◆ **Try it**
What is needed here is every line of the records that includes "below".

*** The records Section Begins ***

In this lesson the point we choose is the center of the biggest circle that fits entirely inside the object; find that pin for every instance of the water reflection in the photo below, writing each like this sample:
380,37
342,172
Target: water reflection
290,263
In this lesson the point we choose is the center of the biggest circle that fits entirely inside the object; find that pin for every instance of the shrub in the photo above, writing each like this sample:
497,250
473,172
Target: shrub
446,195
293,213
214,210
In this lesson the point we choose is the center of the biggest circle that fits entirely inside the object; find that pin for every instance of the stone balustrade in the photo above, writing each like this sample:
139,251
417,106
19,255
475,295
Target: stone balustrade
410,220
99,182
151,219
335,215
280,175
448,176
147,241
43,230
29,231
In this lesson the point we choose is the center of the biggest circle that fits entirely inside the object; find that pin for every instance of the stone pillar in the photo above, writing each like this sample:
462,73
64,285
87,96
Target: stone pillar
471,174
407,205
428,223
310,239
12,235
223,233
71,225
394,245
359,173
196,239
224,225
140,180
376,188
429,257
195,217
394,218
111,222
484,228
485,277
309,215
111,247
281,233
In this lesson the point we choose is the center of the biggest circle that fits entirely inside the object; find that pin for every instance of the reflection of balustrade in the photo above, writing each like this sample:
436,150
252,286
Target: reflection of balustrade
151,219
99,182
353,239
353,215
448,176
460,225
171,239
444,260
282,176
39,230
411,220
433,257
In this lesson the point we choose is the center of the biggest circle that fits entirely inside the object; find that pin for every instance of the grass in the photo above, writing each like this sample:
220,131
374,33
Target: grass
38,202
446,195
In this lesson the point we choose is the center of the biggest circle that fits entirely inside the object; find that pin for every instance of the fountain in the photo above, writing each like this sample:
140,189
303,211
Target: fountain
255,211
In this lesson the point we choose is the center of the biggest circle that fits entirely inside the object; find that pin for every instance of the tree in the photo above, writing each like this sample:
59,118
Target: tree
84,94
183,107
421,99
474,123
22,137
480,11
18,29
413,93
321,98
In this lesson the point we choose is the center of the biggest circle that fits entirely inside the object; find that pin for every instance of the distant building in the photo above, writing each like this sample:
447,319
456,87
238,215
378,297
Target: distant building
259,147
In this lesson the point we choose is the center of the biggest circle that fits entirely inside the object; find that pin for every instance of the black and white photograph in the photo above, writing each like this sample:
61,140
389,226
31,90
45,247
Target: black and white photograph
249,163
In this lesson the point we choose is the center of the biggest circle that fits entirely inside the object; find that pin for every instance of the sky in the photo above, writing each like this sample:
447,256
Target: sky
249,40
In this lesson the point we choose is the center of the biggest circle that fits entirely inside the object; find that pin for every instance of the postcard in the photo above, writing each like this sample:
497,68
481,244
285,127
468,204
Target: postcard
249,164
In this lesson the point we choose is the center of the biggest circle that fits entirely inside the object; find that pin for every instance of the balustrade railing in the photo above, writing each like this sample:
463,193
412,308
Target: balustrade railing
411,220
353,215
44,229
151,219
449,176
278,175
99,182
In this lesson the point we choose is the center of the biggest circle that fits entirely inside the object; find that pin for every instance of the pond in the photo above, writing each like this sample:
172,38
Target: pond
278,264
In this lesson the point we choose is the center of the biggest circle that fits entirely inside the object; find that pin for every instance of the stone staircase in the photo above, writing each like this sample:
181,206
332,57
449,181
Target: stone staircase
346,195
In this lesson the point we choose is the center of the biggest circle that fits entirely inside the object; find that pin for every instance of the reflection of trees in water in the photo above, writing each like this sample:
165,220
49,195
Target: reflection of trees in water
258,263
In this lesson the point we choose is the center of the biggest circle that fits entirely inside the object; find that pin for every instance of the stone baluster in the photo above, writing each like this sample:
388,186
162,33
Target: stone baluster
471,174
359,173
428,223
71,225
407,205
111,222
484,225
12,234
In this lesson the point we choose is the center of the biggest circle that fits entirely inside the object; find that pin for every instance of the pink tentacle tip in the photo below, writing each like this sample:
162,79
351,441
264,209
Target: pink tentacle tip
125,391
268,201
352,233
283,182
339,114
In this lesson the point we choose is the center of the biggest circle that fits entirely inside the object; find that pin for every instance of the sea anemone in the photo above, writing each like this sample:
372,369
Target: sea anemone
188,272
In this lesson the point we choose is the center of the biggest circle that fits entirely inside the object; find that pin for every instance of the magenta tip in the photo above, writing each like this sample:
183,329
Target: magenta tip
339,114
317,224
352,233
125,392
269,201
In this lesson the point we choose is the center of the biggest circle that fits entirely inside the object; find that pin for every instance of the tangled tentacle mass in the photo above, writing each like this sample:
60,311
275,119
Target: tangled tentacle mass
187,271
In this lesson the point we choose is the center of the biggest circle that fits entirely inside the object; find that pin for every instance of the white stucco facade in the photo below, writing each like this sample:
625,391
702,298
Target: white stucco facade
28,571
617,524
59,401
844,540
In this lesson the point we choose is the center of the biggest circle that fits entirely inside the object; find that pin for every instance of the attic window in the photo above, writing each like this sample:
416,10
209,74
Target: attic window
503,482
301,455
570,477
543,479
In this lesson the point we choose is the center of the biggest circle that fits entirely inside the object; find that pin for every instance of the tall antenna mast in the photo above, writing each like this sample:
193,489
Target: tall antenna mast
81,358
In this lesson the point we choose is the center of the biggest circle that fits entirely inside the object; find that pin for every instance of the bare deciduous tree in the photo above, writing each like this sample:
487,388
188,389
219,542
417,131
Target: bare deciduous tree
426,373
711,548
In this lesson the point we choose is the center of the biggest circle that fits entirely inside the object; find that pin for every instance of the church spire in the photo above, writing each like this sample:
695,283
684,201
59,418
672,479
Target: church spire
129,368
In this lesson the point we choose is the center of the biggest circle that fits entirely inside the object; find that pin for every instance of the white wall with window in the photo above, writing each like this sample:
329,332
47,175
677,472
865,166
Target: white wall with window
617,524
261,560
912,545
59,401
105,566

*** The records Section Ends ***

◆ **Written reply**
In this lesson the point we choose is the center of the biggest circle that fits entirely inside the object; find that pin for every instance of the water reflection in the photo below, writing each like this sample:
In this lesson the point we choose is the center of the biggest circle that fits entirely inside the object; find that pin for every instance of the pink tentacle tip in the photo below, writing each like this sample:
In this lesson the point we choose is the center of the biggest circle that fits entirely inside the object; find that pin for every instance of the white stucco facade in the photo below, writing each like this sample:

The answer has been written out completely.